***** TEXTAUSZUG

Und mancher organisatorischer Hänger wie längere Wartezeiten bei Meetings, weil irgendwo nen LKW stecken geblieben war oder was auch immer - das ist doch vollkommen normal.
Über kleine, eigentlich doch luxuriöse Privilegien haben wir uns manches Mal besonders gefreut: Sei es der Stromanschluss am Camp, die gekühlte Getränkeauswahl nach dem Gig, das Equipmentshuttle, warme (!!!) Duschen usw. usf. Das hat durchweg zur guten Laune und zur Wohlfühlatmosphäre während der Tage beigetragen. Danke!

Stimmung
- Wie schon erwähnt, hier noch mal extra hervorzuheben: Die Stimmung unter den an der Organisation Beteiligten war ausgesprochen locker - zumindest uns gegenüber. Man hat uns zu fest jeder Zeit spüren lassen, dass wir Gäste dieser Party sind und dass wir willkommen sind, und dass wir nichts von dem Stress abbekommen sollen, der ganz offenbar hinter den Kulissen abgeht. Wir haben uns wirklich wohl gefühlt!

Arroganz? No way!
- Von befürchteter Arroganz kleineren Bands gegenüber war vor Ort wenig zu spüren. Wir wurden als Musiker locker behandelt, weder als Stars überhöht (haha!) noch als "W.E.T.-Stager" übergangen. Angenehme Atmosphäre einfach.

Evil Elvis
- Evil Elvis war ein Segen für die Stimmung im Backstage-Bereich. Grandios!

Security
- Die Begegnungen mit der Security waren durchaus skurril. Ein afghanischer Sicherheitsangestellter z.B., der 20 Brüder vom Hamburger Kiez organisieren wollte, um dem Exodus-Trottel die Schneidezähne zu korrigieren, nachdem wir ihn von den unverhohlen anti-muslimischen Statements dieses Scherenschnitt-Amis in Kenntnis gesetzt hatten. :) Kein Witz, der war wirklich in Fahrt plötzlich, obwohl er unterm Strich einen durchaus reflektierten und gebildeten Eindruck machte. Aber diese Geschichte ging ihm wohl ziemlich an die Ehre. Eine weitere interessante interkulturelle Erfahrung auf diesem Global Metal Festival...

**********

AUFGABEN
#1 Zähle alle kleinen Privilegien auf, die im Festivalbericht namentlich genannt werden.
#2 Führe den Festivalbericht im selben Ton nach seinem letzten Satz weiter.

***** BEREITGESTELLTE DATENSÄTZE

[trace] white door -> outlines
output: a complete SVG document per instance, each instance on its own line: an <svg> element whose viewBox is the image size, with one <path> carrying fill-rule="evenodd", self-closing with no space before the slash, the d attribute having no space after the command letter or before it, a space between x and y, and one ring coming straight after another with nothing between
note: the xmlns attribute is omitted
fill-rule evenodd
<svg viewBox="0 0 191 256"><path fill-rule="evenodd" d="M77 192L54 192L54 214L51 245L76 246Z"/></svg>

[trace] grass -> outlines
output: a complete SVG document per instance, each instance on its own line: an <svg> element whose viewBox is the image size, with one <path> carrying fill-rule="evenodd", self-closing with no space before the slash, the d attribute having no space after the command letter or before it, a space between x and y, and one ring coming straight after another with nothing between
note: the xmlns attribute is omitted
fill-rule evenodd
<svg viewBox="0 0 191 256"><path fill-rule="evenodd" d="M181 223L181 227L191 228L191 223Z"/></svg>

**********
***** BEREITGESTELLTE DATENSÄTZE

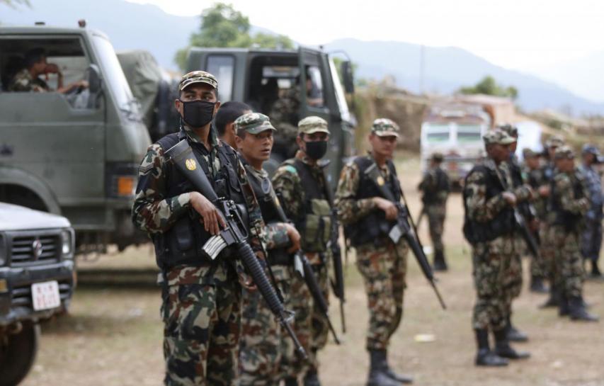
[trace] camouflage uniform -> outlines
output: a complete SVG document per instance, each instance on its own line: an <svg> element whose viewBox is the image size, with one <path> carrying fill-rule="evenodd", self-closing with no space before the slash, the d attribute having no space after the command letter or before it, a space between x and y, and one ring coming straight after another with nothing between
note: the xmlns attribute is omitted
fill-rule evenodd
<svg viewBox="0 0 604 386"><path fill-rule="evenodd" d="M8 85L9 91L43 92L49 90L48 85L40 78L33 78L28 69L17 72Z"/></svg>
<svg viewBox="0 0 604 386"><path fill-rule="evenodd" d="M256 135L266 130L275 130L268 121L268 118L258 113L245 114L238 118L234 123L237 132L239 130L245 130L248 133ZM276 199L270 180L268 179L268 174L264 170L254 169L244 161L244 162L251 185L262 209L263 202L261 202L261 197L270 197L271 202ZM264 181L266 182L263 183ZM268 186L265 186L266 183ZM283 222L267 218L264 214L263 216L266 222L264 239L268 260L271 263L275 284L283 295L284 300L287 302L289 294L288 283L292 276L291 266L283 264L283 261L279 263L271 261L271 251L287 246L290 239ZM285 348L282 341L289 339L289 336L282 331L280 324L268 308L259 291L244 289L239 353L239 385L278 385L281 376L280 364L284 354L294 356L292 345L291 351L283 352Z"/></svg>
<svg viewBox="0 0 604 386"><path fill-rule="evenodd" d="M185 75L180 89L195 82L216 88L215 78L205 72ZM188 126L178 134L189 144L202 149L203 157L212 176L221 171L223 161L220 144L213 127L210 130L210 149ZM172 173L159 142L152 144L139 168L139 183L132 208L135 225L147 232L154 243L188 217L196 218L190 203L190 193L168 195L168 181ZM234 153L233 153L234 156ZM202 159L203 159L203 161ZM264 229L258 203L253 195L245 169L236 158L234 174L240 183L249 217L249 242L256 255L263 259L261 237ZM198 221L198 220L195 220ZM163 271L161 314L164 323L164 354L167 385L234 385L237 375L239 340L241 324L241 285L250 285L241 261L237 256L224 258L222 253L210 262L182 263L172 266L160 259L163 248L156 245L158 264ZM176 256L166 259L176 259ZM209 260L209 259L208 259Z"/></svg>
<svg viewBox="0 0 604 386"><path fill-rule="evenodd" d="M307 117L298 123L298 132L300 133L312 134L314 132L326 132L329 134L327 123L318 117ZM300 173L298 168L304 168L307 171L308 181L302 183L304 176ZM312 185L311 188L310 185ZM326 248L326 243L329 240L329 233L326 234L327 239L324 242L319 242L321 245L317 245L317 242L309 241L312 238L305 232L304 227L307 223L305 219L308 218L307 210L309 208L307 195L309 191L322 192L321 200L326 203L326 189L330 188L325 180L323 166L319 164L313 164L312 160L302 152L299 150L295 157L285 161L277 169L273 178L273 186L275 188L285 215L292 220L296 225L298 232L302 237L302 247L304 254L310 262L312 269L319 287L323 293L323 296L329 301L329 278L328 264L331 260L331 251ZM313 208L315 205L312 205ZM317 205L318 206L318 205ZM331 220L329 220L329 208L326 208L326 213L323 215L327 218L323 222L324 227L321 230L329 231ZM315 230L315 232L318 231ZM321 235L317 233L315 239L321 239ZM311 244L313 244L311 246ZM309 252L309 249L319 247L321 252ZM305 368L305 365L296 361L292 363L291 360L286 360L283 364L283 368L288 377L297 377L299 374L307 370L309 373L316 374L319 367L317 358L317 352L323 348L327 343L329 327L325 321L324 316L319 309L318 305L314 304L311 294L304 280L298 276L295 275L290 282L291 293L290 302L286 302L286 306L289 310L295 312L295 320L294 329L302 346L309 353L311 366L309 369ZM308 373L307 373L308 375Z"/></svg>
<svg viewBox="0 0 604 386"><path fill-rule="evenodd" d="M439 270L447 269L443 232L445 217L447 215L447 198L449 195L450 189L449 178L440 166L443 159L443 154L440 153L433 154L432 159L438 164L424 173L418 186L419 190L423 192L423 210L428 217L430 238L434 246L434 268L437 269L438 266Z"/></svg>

**********

LÖSUNGEN
#1
- Stromanschluss am Camp
- gekühlte Getränkeauswahl nach dem Gig
- Equipmentshuttle
- warme Duschen

#2
Unser Gig
- Kommen wir zu unserem Gig: Wir haben wohl das Konzert unseres Lebens gespielt. Es ist ein ergreifendes Gefühl, wenn du deine Hände zum Klatschen in die Höhe reckst, und im nächsten Moment zeigen dir zehntausend Hände vor dir mit der gleichen Bewegung, dass sie einfach nur Bock zu feiern haben. Eine unbeschreiblich, unsterbliche Erfahrung! Danke und immer wieder danke an alle, die dort mit uns gefeiert haben!

Fazit:
- Mein resümierendes, letztes großes Kompliment geht an die Veranstalter, die diese gigantische Party möglich machen. Aus der neuen Perspektive backstage als auch aus einem kurzen Gespräch mit Holger konnte ich in diesem Jahr erahnen, was es eigentlich bedeutet, so ein Festival auf die Beine zu stellen. Gute Kritik ist natürlich immer angebracht - und sie wird es auch immer geben, denn bei einem Festival diesen Ausmaßes kann man sich nur die Frage nach dem "Muss das sein?" stellen - und wenn man diese mit "Verdammt, ja!" beantwortet, so wie es die Veranstalter jedes Jahr wieder tun, dass weiß man, dass man von 80.000 Besuchern auch immer Kritik erntet, dass immer irgendwo etwas schief läuft und dass es jedes Jahr aufs Neue Verbesserungsbedarf geben wird. Man wird es nie allen Recht machen, man muss das Phänomen "Masse" bewältigen lernen - auch psychisch für sich selbst, denke ich. Denn wo viel Feedback ist, da ist auch viel Kritik, und auch viel unsachliche und an den Haaren herbei gezogene.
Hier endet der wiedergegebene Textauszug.